Exercise requirements:
Both the line below containing "Can you see the wooden beam" and the line containing "Can you see the wooden panel", along with every line between them, should be repeated exactly; no other line belongs in the answer.

Point localization data:
------------------------------------------------
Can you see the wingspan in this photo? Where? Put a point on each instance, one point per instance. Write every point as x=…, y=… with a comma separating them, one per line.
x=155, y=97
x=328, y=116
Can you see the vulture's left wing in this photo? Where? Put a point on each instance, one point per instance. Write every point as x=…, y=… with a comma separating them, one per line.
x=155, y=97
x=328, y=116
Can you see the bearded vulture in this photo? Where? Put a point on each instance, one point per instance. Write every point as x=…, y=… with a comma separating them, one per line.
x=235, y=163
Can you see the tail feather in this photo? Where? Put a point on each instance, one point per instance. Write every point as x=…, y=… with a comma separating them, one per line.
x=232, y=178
------------------------------------------------
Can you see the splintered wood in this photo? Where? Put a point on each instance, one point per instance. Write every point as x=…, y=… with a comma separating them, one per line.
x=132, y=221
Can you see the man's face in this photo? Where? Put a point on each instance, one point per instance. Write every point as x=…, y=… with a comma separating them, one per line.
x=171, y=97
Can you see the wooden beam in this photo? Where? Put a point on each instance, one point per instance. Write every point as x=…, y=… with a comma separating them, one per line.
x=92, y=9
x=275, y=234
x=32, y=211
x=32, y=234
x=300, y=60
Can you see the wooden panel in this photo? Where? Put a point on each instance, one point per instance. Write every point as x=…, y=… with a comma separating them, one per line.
------------------------------------------------
Output for this exercise:
Can you see the wooden beam in this photo? Where? Put a point on each instance, one point per instance. Write every point as x=…, y=… with a comma separating them, one per line.
x=92, y=9
x=275, y=234
x=32, y=211
x=32, y=234
x=300, y=60
Can you see the wooden panel in this photo? Where? Put a point on each instance, one point per instance. Write every point as x=…, y=… with a comma separating them, one per line.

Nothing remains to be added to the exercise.